Aim of the task | Reproduce every line of the listing as written, apart from the pictures.

Data for processing |
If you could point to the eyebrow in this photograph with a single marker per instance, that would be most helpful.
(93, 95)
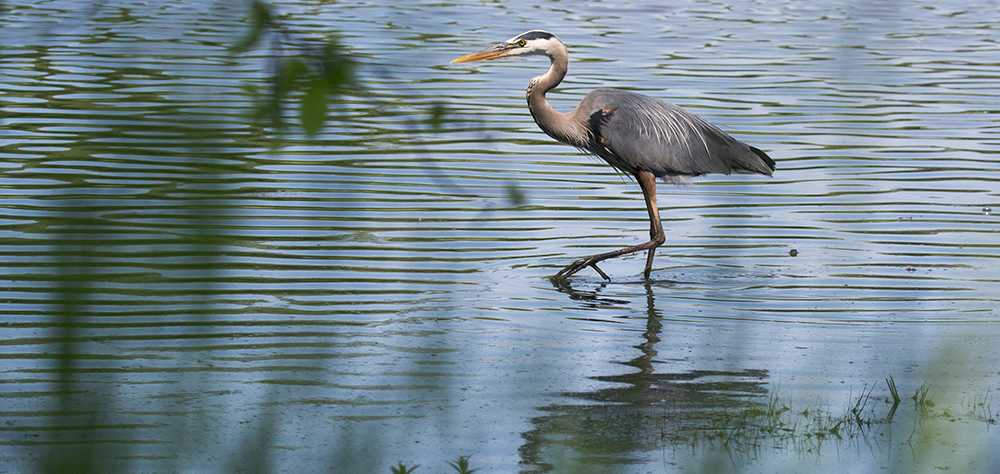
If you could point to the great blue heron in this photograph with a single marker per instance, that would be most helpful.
(636, 134)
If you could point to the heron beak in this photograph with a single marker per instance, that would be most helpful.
(493, 52)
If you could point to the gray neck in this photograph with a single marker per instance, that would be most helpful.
(555, 124)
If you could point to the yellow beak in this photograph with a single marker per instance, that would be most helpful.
(493, 52)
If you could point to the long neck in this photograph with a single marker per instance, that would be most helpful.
(555, 124)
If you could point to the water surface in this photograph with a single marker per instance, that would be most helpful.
(183, 293)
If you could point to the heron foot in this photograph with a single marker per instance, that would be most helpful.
(580, 264)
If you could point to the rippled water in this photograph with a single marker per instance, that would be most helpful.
(179, 294)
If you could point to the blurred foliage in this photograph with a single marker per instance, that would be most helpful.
(302, 69)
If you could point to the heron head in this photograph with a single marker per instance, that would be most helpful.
(531, 42)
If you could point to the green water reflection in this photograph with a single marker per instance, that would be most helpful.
(186, 289)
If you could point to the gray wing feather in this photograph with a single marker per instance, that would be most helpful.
(636, 132)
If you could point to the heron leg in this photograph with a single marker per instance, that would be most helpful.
(647, 183)
(656, 235)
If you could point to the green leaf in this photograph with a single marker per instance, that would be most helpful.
(261, 18)
(313, 112)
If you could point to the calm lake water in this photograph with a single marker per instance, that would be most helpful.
(184, 290)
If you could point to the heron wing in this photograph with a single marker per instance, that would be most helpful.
(636, 132)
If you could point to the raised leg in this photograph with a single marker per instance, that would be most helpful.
(647, 183)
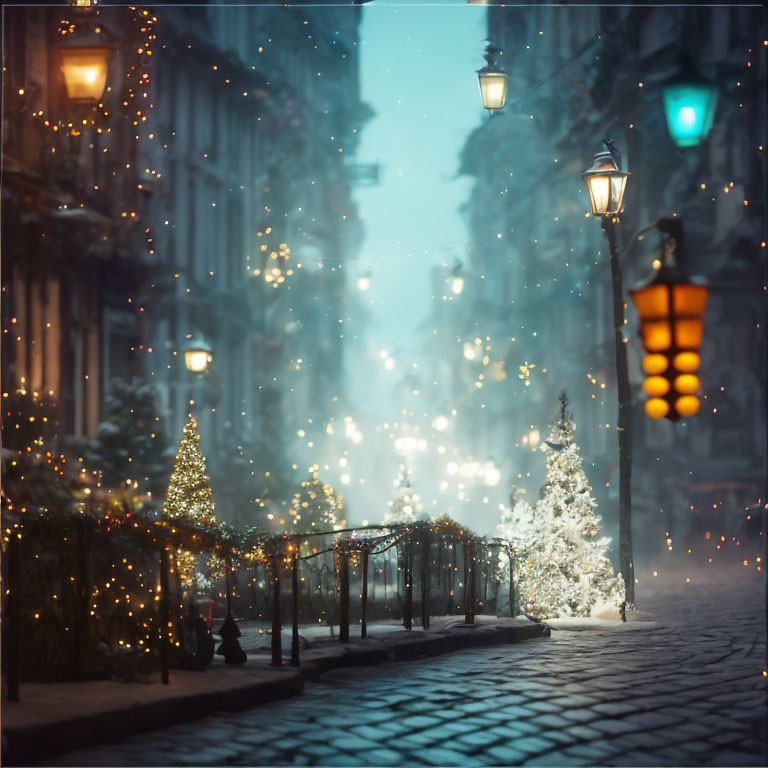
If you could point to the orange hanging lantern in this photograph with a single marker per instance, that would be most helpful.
(85, 55)
(671, 310)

Output for this task |
If you could point to the eyebrow in this photograph with a single marker per instance, that would be most helpful.
(93, 95)
If you could point to the great blue heron in this photograph with a single marker per instance, that would be most helpful.
(636, 134)
If you could point to the heron beak in this photograph with a single marker per instance, that would be most helpful.
(493, 52)
If you could point to the gray neck in this photograph with a single marker per instance, that would be most helpful.
(555, 124)
If you could point to the yellow beak in this photograph with a single marker per instance, that would be most helpful.
(493, 52)
If you could point to the long neck in this photograph with a single marker per instance, that would be most helpful.
(555, 124)
If you could point to the water surface in this photograph with a single marker per instance, that would be most helpful.
(183, 293)
If you could point to the heron foot in this photograph with a single marker per instance, that would be most helpful.
(580, 264)
If you could point to the rippled water in this photograph with a single marker per instance, that would be most helpful.
(179, 294)
If you could point to the blurred foliage in this photograph with a single marker per instance, that would be most helpful.
(302, 69)
If you could point to the heron head in this photograph with a single marker per instance, that would be most helpful.
(531, 42)
If you could point to the green water reflection in this photograph with a single marker per instance, that would be most helpful.
(186, 289)
If you could point to the gray wing feather in this photograph with a single marker per instance, that would be most helpful.
(636, 132)
If you could point to the heron leg in this photograph with a single marker per instance, that would be most helpful.
(647, 183)
(656, 235)
If you could point to the green leaf in this photograph with a single marker per instance, that would be most helpful.
(261, 18)
(313, 112)
If you could point to the calm lake water in this photograph with a single marker per instance, that would be most helpful.
(184, 290)
If you could point to the heron wing in this photograph with a single marker per instance, that would be most helpful.
(636, 132)
If you could point to the raised leg in this photograph with a single marker per instance, that would be most helpful.
(647, 183)
If you could point to the orange hanging lantern in this photograph with a single marker per instance, that would be most helpful.
(85, 55)
(671, 310)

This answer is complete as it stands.